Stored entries
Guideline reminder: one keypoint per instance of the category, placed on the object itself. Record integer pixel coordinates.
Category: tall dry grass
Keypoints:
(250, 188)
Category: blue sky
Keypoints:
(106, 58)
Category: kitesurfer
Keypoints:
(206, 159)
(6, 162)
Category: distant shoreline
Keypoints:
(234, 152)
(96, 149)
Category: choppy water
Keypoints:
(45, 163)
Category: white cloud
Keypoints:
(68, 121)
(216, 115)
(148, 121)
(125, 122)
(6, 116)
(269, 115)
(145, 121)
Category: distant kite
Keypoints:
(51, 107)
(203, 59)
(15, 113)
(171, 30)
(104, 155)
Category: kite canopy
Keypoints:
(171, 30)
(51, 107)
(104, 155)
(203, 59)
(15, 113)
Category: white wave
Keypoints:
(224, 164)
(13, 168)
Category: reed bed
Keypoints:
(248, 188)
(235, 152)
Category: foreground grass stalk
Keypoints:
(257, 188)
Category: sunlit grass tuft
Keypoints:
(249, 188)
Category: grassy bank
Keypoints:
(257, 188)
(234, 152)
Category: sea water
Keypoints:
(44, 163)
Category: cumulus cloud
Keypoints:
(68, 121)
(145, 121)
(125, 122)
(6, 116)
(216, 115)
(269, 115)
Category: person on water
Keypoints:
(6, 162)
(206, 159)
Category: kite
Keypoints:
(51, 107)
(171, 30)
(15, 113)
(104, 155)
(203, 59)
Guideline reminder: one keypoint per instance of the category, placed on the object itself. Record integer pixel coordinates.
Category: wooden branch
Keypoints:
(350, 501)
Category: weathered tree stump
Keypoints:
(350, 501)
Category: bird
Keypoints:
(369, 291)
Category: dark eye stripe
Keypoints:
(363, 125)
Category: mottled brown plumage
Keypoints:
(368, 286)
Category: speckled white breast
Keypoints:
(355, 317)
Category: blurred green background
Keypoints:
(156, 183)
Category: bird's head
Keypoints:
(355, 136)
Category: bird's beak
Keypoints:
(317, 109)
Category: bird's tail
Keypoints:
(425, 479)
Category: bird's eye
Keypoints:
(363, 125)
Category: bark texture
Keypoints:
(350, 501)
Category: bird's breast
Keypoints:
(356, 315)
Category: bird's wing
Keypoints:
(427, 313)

# [PROBLEM DETAILS]
Exact copies of all the lines above are required.

# [EXERCISE SOLUTION]
Guideline reminder: one keypoint per instance of the category, placed on the object itself. Record integer pixel coordinates.
Category: tall dry grass
Keypoints:
(250, 188)
Category: blue sky
Keypoints:
(106, 58)
Category: kitesurfer
Keypoints:
(206, 159)
(6, 162)
Category: distant shoreline
Keypoints:
(234, 152)
(96, 149)
Category: choppy water
Keypoints:
(45, 163)
Category: white cloud
Keypoints:
(68, 121)
(216, 115)
(148, 121)
(125, 122)
(6, 116)
(269, 115)
(145, 121)
Category: distant kite
Keypoints:
(51, 107)
(203, 59)
(15, 113)
(171, 30)
(104, 155)
Category: kite canopy
Keypoints:
(171, 30)
(51, 107)
(104, 155)
(203, 59)
(15, 113)
Category: white wave
Keypoints:
(224, 164)
(13, 168)
Category: reed bed
Keypoints:
(248, 188)
(235, 152)
Category: foreground grass stalk
Keypoints:
(257, 188)
Category: sunlit grass tuft
Keypoints:
(249, 188)
Category: grassy bank
Keypoints:
(257, 188)
(234, 152)
Category: sea water
Keypoints:
(44, 163)
Category: cumulus cloud
Keypoints:
(68, 121)
(145, 121)
(125, 122)
(6, 116)
(216, 115)
(269, 115)
Category: person on water
Keypoints:
(6, 162)
(206, 159)
Category: kite
Keypoints:
(51, 107)
(171, 30)
(15, 113)
(104, 155)
(203, 59)
Guideline reminder: one keypoint per instance of the category, placed on the object itself. Record integer pixel coordinates.
Category: wooden branch
Keypoints:
(350, 501)
Category: weathered tree stump
Keypoints:
(350, 501)
Category: bird
Keypoints:
(369, 291)
Category: dark eye stripe
Keypoints:
(363, 125)
Category: mottled brown plumage
Keypoints:
(368, 286)
Category: speckled white breast
Keypoints:
(355, 317)
Category: blurred green background
Keypoints:
(156, 183)
Category: bird's head
Keypoints:
(355, 136)
Category: bird's beak
Keypoints:
(317, 109)
Category: bird's tail
Keypoints:
(425, 479)
Category: bird's eye
Keypoints:
(363, 125)
Category: bark texture
Keypoints:
(350, 501)
Category: bird's breast
Keypoints:
(356, 315)
Category: bird's wing
Keypoints:
(427, 313)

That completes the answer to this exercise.